Problem to solve —
From the records below, copy each line in which the string "bull" occurs.

Dataset records —
★ ★ ★ ★ ★ ★ ★
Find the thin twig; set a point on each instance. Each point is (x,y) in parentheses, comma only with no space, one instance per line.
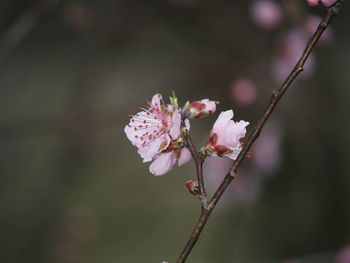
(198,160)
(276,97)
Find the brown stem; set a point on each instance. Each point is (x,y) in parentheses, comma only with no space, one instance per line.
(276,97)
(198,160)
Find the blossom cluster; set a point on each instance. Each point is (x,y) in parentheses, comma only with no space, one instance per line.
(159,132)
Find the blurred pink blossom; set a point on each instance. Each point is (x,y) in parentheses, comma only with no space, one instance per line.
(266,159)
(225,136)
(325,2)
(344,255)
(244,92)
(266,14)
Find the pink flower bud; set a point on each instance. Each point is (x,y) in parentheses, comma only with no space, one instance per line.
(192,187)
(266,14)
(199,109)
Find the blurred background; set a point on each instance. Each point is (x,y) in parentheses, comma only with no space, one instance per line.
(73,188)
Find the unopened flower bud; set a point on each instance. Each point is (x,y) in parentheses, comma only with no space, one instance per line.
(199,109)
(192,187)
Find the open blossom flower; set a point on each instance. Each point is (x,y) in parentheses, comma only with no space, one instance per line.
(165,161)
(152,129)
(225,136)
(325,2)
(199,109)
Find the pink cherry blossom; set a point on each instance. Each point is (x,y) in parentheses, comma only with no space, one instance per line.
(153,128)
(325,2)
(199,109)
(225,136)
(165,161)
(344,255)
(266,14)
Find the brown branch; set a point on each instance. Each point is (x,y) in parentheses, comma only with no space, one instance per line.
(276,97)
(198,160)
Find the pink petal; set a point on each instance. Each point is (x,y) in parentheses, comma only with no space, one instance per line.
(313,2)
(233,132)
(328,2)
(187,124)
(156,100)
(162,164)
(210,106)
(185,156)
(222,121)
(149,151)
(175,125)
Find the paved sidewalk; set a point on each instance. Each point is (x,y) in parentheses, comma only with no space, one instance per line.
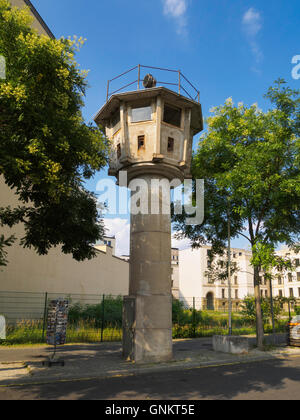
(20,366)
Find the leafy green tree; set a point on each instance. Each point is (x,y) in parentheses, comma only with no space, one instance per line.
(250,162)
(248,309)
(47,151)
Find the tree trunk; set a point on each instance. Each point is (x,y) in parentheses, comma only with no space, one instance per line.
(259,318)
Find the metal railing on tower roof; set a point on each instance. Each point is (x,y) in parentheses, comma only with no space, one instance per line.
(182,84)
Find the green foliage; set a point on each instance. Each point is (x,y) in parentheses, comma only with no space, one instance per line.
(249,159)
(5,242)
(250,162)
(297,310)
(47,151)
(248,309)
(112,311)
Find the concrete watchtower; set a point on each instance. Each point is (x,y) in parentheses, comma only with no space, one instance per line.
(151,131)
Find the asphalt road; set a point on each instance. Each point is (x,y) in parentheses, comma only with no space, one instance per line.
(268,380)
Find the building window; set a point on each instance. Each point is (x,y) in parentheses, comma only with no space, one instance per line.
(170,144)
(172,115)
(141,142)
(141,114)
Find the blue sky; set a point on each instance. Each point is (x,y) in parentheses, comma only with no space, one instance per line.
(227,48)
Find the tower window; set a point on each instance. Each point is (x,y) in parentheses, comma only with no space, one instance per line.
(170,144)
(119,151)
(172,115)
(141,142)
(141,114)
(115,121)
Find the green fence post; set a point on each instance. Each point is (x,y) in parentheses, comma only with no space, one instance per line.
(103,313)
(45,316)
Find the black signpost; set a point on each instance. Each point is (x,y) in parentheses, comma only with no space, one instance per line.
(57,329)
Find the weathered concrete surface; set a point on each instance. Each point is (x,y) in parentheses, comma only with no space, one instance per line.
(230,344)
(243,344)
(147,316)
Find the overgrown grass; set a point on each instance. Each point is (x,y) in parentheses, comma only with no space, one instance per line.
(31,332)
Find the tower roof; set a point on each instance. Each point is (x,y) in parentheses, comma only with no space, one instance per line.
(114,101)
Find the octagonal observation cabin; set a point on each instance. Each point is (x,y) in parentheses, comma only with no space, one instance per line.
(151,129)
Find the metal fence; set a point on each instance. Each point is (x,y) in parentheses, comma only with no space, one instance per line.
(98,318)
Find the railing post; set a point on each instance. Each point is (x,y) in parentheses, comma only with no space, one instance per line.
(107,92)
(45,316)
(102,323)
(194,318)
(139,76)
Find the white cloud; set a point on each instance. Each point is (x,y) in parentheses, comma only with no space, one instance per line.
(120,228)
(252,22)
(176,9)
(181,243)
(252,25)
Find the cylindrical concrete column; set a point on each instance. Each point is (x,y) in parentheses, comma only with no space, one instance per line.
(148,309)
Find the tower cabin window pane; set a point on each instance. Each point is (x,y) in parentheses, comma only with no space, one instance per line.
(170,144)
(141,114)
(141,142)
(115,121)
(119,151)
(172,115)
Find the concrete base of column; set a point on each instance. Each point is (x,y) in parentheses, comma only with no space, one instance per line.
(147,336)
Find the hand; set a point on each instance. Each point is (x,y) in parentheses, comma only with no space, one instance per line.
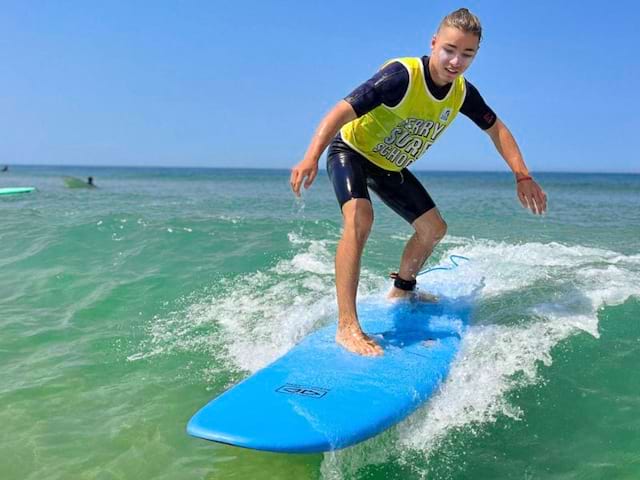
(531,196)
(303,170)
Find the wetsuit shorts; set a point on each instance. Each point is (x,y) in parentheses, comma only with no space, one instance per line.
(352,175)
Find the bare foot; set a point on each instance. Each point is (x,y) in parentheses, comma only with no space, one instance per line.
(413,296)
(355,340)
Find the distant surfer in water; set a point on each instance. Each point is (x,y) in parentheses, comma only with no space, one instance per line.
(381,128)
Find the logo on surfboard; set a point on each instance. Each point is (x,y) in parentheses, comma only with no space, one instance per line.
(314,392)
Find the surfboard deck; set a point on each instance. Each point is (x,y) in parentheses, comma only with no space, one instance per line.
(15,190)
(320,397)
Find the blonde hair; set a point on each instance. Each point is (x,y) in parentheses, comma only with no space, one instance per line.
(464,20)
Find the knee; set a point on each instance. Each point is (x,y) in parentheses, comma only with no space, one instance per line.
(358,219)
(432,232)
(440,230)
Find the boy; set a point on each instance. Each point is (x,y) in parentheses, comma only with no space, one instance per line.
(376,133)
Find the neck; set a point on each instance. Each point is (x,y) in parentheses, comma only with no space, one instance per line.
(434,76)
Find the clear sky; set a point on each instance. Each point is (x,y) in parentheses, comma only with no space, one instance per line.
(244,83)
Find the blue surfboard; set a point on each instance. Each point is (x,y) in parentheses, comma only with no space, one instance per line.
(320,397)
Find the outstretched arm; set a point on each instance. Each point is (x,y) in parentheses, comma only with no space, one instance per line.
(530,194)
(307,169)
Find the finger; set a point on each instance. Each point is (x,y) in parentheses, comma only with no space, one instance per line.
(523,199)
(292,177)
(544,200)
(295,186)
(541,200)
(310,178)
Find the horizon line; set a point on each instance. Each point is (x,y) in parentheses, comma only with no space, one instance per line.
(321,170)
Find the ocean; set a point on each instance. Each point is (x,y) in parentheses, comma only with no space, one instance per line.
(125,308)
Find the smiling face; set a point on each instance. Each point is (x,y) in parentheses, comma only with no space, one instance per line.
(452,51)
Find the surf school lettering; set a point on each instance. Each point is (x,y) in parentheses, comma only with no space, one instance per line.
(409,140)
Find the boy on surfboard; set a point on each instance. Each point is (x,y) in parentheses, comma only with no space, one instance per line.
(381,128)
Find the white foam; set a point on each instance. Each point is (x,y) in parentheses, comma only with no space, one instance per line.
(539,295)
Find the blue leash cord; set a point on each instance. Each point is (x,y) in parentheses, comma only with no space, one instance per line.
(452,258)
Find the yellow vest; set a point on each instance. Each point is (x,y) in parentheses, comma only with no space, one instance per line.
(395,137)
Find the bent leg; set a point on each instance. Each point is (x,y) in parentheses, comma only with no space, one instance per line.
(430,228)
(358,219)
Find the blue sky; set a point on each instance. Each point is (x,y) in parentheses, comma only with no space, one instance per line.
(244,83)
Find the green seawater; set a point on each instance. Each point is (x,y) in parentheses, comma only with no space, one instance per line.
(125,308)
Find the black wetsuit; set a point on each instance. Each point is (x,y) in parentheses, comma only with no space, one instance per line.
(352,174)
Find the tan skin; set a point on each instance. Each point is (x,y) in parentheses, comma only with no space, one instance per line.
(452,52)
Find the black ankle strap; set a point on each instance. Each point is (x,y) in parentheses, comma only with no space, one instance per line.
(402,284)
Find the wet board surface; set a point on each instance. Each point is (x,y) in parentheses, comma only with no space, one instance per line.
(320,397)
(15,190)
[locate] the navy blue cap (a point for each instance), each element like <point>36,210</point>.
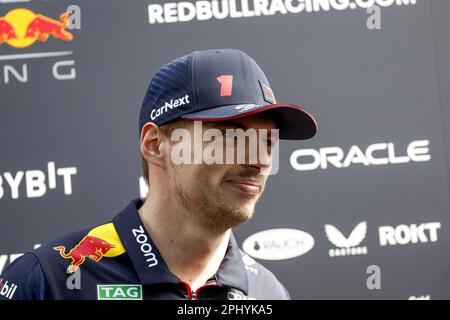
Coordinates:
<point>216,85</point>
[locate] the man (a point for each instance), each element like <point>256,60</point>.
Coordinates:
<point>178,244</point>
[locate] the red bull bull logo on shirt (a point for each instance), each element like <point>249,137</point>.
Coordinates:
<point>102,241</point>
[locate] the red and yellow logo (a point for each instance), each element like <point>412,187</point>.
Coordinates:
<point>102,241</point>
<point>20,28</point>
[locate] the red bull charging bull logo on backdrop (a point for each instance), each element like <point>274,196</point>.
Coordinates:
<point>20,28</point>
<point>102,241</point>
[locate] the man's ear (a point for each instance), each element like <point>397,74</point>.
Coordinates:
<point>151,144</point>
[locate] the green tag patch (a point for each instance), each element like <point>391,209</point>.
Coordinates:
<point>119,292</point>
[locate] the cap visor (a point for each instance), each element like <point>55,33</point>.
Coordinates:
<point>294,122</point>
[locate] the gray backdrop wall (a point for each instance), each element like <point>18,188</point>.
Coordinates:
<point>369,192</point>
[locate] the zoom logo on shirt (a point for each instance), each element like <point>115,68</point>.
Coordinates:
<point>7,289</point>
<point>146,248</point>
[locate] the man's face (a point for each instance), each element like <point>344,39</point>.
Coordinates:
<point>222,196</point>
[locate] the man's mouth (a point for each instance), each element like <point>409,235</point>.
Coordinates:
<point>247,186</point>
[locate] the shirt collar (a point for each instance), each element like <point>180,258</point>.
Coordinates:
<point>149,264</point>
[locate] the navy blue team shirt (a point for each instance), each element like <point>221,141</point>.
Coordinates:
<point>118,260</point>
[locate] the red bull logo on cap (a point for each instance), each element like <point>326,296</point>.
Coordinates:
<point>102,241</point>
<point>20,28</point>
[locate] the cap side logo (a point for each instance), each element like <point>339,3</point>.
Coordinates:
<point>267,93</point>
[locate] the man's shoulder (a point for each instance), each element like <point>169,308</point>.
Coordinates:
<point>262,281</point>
★ ★ ★ ★ ★ ★ ★
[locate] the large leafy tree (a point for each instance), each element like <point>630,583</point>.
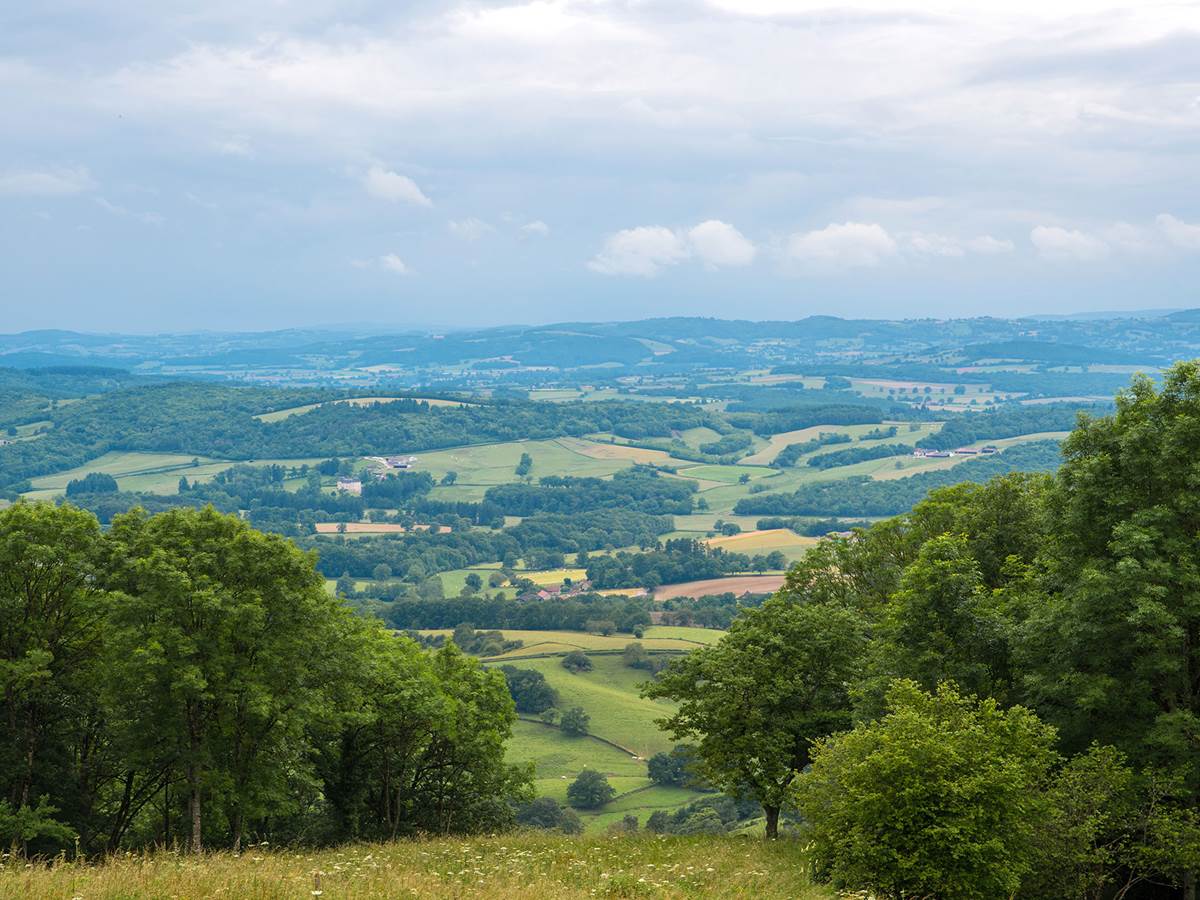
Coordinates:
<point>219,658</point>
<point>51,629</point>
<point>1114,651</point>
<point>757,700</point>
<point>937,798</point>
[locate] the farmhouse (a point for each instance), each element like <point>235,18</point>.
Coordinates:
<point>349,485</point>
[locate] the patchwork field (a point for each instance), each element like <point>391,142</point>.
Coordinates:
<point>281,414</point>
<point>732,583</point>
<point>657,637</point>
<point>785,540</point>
★ ★ ★ ★ ★ ★ ★
Exercise answer —
[locate] the red bull bull logo on shirt (a point for each instance), each element like <point>249,137</point>.
[locate] the red bull charging bull logo on backdrop (a point for each instance), each element like <point>274,196</point>.
[locate] the red bull logo on cap (a point for each instance), each element like <point>326,296</point>.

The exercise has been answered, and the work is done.